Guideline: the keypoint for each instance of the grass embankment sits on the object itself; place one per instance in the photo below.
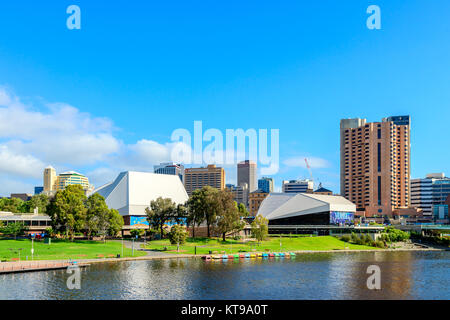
(295, 243)
(62, 250)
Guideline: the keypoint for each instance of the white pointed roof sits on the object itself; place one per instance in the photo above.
(284, 205)
(131, 192)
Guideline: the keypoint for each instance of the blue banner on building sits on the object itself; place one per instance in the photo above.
(339, 217)
(138, 220)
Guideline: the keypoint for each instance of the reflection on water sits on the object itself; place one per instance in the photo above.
(404, 275)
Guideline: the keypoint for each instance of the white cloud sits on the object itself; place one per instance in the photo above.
(313, 162)
(18, 164)
(60, 134)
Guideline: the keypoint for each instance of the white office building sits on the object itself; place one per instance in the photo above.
(131, 192)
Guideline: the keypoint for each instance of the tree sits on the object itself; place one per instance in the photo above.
(97, 215)
(177, 235)
(115, 222)
(15, 229)
(14, 205)
(211, 207)
(136, 233)
(260, 228)
(39, 201)
(67, 210)
(160, 211)
(196, 208)
(227, 213)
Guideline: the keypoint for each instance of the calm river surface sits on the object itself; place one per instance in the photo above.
(404, 275)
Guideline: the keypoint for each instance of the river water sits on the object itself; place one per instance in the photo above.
(404, 275)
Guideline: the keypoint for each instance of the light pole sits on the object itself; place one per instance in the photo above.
(32, 249)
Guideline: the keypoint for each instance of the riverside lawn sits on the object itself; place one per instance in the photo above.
(293, 243)
(64, 250)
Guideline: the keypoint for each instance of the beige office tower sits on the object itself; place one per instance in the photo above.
(247, 174)
(49, 179)
(375, 164)
(196, 178)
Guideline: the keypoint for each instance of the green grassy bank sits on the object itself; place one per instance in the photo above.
(204, 245)
(61, 250)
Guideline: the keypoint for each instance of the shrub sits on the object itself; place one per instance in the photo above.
(177, 234)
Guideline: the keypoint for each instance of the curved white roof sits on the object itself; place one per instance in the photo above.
(284, 205)
(132, 191)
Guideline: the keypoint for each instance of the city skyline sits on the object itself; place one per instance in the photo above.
(52, 89)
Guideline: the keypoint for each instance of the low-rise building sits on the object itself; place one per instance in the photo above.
(255, 199)
(297, 186)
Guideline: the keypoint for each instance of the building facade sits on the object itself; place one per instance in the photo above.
(240, 193)
(54, 183)
(255, 199)
(247, 173)
(430, 192)
(375, 164)
(49, 179)
(71, 177)
(197, 178)
(297, 186)
(170, 168)
(266, 184)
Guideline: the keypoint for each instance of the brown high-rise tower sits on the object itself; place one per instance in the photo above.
(375, 164)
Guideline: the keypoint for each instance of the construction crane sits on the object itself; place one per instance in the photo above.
(309, 168)
(310, 172)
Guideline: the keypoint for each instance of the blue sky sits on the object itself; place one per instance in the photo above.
(107, 98)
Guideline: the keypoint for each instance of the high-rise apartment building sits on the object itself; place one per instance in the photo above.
(170, 168)
(430, 192)
(247, 173)
(240, 193)
(49, 179)
(196, 178)
(297, 186)
(71, 177)
(266, 184)
(375, 164)
(53, 183)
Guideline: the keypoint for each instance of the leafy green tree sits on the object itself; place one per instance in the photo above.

========================

Aim of the exercise: Pictures in the records above are not copied; print everything else exactly.

Response to this task:
Guideline: the keypoint for each instance of the grass embankment sits on the object itself; place one per instance in the photo below.
(295, 243)
(62, 250)
Guideline: the keypoint for each instance of the white pointed roof sits on the object itself; place one per instance in the photo above.
(284, 205)
(131, 192)
Guideline: the keypoint for each instance of the blue banner on building sits on the object itself; place one per instance in the photo above.
(339, 217)
(138, 220)
Guideline: the keypoint for each instance of the reflection on water sits on the object itself; place one per instance in the photo above.
(404, 275)
Guideline: the keypoint for each instance of the white cloud sits on the object itself; place one per instance in the photo above.
(313, 162)
(18, 164)
(60, 134)
Guideline: the keypoint for each instance of the white office building sits on the object itself; place one per instance in the photo above.
(131, 192)
Guideline: the keypoint for each instance of the tree sits on the object itself; place one per instance in the photo above.
(97, 215)
(177, 235)
(115, 222)
(15, 229)
(14, 205)
(211, 207)
(136, 233)
(260, 228)
(39, 201)
(67, 210)
(160, 211)
(196, 208)
(227, 213)
Guideline: the keypoint for each instance of the calm river surface sits on the object itself; place one per instance in the photo above.
(404, 275)
Guideline: the keypoint for each instance of the river water sits on the object itself; place one per instance in the photo above.
(404, 275)
Guideline: the keypoint for each instance of the light pole sits on the object itself; place one per instance in the photo above.
(32, 249)
Guideline: the keypoint for each instance of the riverside lawn sits on the object itself; place one per instance in the photo above.
(293, 243)
(64, 250)
Guideline: the keypoint for each instance of the beige office tower sits on the object itself; place one per instance in the photo above.
(247, 174)
(49, 179)
(375, 164)
(196, 178)
Guideline: the keypoint for each instance of the green grassy bank sits on the object itself; place one per instance in the photo above.
(204, 245)
(61, 250)
Guideline: the keypoint for each instance of the shrub sits on the object itself; place one per instance in the photo above.
(177, 234)
Guideline: the keypoint for each instance of the curved white roof sits on the object itself; place one per instance in the photo above.
(284, 205)
(132, 191)
Guideline: the keypoint for each instance of the city skyline sits on the object itself; place one per instance in the photo above.
(52, 89)
Guideline: the keypoint for each instance of the low-rise building sits on the object itself; place one per instance in the photo above.
(255, 199)
(297, 186)
Guideline: the keypoint for each instance of the building facade sits on the object itself; place one per instance in the photo above.
(240, 193)
(54, 183)
(255, 199)
(247, 173)
(430, 192)
(375, 164)
(49, 179)
(71, 177)
(197, 178)
(297, 186)
(170, 168)
(266, 184)
Guideline: the keypoint for each instance of the brown high-rise tower sits on the object itself; place one per instance in the photo above.
(375, 164)
Guideline: the keypoint for each instance of the construction crane sits on the object itself; place one per instance in the photo above.
(309, 168)
(310, 172)
Guideline: the keypoint for each instance of the blue sky sits on the object itself; place one per instance in the photo above.
(107, 98)
Guideline: the keypoint for each instance of the high-rise apartment building sits on the object itself; place one per instance in the photo above.
(170, 168)
(430, 192)
(247, 173)
(240, 193)
(49, 179)
(196, 178)
(297, 186)
(71, 177)
(266, 184)
(375, 164)
(53, 183)
Guideline: the keypoint for each instance of the leafy green tree sits on the object itself; place one per instance in the photo above.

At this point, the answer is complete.